[RECORD EXCERPTS]:
######

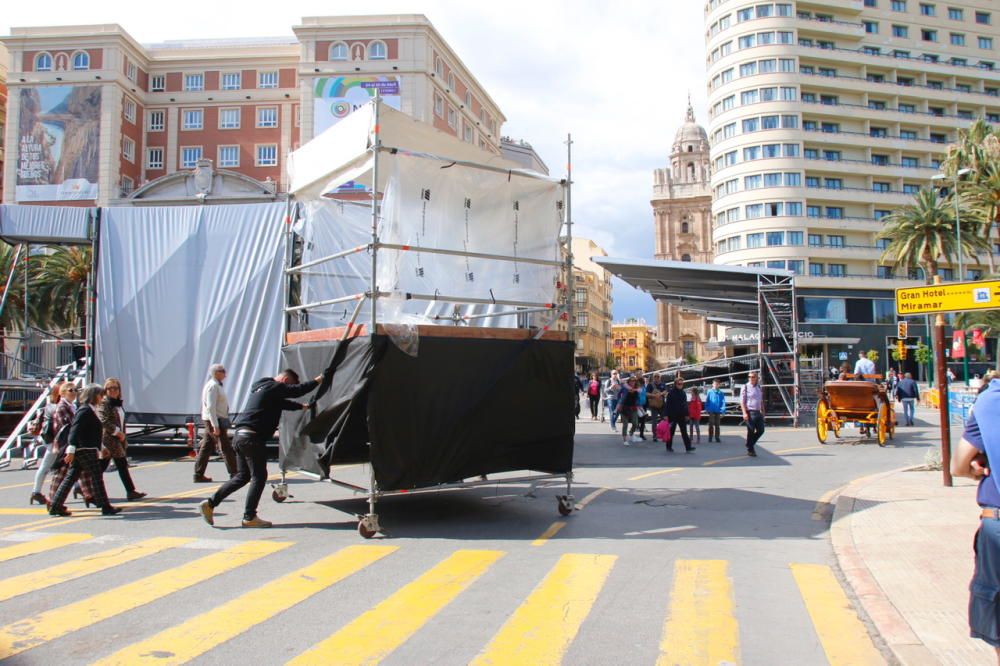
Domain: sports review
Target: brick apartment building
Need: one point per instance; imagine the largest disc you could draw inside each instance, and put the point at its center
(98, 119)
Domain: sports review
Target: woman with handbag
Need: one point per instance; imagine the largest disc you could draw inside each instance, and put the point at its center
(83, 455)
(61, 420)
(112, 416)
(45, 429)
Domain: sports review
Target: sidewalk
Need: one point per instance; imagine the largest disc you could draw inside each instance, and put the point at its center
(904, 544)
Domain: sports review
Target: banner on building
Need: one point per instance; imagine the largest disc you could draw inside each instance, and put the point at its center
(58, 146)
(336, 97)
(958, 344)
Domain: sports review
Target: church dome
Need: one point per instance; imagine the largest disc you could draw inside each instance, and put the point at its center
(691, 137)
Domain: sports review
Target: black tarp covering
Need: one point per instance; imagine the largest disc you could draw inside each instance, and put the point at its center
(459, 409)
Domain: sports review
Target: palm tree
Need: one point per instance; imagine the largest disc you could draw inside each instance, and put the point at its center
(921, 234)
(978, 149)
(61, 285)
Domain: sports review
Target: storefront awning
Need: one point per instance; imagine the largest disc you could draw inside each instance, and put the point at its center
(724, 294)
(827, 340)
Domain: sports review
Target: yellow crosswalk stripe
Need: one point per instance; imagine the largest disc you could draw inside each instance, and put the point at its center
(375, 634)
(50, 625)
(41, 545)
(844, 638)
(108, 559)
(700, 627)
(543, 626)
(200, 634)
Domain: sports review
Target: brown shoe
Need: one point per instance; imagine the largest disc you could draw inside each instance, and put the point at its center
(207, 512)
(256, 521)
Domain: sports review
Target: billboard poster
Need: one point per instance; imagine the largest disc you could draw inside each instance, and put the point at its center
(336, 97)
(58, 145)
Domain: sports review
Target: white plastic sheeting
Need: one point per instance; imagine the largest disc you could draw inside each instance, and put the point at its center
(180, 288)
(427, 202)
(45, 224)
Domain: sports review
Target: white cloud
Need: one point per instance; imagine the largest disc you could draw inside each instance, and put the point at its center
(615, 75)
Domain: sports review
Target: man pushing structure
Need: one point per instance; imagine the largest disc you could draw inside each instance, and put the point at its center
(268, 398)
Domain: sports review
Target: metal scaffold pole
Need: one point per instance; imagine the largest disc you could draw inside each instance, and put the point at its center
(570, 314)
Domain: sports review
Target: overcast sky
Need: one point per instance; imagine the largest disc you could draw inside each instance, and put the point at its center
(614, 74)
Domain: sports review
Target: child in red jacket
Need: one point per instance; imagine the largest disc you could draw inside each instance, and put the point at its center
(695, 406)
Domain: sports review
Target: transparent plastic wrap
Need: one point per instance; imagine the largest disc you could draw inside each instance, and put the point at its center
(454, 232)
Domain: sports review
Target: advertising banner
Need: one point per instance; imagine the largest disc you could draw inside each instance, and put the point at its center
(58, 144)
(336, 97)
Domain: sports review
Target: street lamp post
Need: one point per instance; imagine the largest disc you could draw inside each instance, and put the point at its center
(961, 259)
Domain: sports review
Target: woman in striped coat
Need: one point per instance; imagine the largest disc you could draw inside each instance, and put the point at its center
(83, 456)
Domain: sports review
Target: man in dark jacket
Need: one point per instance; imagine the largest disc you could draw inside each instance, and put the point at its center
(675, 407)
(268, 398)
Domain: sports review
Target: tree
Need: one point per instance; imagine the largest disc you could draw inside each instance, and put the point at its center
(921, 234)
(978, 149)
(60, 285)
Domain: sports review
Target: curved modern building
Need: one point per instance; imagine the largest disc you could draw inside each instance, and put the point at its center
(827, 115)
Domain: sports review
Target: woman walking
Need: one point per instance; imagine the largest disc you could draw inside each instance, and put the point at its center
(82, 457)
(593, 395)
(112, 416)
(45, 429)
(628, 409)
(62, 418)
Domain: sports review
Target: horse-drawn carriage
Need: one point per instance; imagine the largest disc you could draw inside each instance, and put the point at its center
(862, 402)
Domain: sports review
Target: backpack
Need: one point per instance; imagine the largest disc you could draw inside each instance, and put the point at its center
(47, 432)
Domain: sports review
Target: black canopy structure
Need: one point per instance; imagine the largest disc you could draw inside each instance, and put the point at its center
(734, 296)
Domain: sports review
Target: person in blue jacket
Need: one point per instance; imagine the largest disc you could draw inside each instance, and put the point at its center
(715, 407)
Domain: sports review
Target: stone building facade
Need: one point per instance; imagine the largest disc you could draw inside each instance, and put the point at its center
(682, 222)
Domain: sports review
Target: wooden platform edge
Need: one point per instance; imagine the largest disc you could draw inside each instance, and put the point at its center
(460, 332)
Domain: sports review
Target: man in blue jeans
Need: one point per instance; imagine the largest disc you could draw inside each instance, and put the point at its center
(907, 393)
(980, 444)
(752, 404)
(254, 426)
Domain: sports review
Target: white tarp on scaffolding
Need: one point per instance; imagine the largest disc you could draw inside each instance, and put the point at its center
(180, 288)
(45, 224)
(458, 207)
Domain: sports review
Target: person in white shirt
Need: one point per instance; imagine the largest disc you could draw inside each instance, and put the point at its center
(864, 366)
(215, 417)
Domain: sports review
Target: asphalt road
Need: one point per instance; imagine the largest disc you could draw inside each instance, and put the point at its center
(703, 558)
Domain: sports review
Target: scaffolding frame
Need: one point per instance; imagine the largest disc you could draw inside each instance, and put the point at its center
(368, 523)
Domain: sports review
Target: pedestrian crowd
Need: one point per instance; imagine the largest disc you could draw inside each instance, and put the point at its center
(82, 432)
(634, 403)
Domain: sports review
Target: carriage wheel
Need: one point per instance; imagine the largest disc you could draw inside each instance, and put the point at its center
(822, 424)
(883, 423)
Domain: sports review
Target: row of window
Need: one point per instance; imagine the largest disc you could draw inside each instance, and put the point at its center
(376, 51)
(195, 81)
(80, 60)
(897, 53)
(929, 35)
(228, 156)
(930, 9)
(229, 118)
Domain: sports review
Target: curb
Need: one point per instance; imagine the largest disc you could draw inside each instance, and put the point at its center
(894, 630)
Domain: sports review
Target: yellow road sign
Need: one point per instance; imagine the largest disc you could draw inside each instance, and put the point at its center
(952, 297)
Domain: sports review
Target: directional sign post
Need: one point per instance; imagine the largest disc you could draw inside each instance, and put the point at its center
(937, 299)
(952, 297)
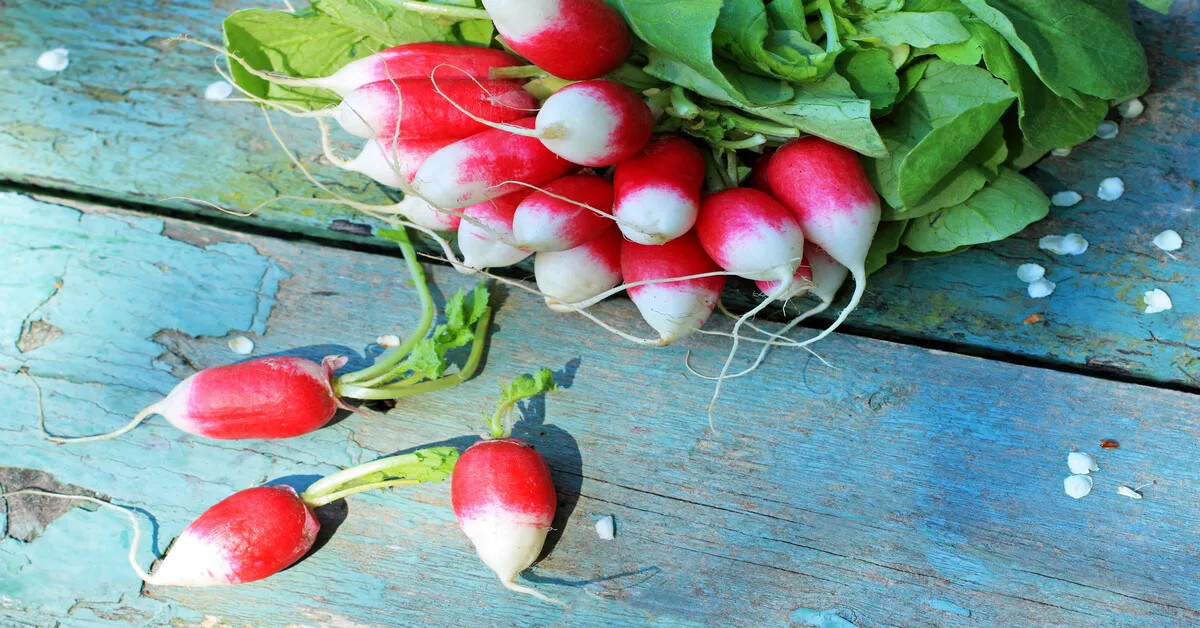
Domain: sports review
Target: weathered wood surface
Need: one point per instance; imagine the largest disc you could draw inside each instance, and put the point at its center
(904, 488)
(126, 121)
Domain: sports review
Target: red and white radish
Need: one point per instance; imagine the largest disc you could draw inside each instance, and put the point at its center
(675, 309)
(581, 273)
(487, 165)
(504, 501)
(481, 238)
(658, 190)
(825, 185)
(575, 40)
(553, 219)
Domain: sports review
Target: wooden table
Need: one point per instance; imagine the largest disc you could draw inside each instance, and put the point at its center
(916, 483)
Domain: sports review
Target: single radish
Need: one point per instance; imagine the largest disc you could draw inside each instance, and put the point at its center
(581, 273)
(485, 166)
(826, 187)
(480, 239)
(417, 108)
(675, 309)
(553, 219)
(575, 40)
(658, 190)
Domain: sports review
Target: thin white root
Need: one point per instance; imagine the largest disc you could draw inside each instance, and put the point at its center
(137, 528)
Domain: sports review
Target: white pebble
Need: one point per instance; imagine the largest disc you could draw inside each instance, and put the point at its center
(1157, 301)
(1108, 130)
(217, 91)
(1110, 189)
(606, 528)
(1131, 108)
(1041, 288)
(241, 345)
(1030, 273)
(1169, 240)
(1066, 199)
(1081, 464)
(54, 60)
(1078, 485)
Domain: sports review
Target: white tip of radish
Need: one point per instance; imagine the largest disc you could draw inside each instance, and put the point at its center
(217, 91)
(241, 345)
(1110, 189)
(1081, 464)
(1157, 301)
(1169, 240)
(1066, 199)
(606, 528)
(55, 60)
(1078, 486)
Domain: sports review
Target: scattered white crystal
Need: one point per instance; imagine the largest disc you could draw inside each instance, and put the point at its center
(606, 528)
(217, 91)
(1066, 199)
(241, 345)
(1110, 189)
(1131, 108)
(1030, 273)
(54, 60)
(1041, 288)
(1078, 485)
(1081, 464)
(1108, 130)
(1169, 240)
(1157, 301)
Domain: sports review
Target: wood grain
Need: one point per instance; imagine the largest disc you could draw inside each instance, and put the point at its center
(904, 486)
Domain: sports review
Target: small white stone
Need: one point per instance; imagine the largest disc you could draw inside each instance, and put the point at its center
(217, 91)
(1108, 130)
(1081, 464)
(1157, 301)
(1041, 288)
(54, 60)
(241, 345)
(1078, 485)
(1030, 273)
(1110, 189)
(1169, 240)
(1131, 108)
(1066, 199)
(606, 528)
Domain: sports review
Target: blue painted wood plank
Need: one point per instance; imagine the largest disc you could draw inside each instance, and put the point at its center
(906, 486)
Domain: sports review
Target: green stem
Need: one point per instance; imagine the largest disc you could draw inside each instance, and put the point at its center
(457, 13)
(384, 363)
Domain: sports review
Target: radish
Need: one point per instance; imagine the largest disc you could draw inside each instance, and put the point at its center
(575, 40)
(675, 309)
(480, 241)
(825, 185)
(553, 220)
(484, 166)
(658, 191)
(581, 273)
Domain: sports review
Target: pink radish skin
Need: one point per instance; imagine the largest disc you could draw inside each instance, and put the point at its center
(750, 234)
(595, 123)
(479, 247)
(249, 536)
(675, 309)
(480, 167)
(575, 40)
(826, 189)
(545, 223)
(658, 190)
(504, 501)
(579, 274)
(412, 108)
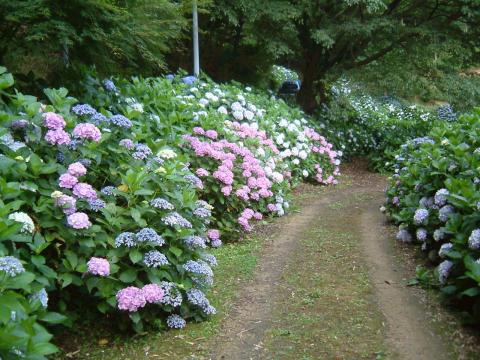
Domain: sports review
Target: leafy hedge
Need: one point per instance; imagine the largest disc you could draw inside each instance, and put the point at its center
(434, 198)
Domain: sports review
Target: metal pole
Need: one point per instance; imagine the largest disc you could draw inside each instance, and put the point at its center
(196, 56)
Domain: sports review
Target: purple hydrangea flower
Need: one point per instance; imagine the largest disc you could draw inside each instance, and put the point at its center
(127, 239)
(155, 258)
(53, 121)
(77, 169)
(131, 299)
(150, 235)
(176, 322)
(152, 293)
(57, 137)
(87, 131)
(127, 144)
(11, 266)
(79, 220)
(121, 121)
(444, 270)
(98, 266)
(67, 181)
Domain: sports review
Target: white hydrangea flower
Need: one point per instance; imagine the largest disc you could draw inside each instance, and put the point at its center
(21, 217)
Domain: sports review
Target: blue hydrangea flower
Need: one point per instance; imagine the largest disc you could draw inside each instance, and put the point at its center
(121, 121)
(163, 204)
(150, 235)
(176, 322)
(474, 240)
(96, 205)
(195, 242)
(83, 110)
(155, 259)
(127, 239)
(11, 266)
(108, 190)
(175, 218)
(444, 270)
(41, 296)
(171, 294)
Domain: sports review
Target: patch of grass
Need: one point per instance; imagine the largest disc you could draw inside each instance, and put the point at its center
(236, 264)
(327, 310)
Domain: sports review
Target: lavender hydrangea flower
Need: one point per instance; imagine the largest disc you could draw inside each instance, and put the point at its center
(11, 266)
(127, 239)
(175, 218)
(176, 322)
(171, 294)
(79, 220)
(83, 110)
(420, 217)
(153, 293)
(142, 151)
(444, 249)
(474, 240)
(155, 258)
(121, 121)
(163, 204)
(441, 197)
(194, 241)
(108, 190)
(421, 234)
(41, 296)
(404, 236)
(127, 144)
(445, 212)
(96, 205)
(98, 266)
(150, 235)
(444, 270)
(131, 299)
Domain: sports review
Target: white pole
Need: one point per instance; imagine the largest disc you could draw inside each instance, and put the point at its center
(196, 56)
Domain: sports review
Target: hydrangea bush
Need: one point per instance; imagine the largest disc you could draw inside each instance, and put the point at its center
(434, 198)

######

[YOUR INSTRUCTIONS]: Identify every line of the records that contains the string "radish", matching case exactly, and copy each of those lines.

[EXERCISE OUTPUT]:
Target: red and white radish
Target: single radish
Target: white tip of radish
Target: radish
Target: pink radish skin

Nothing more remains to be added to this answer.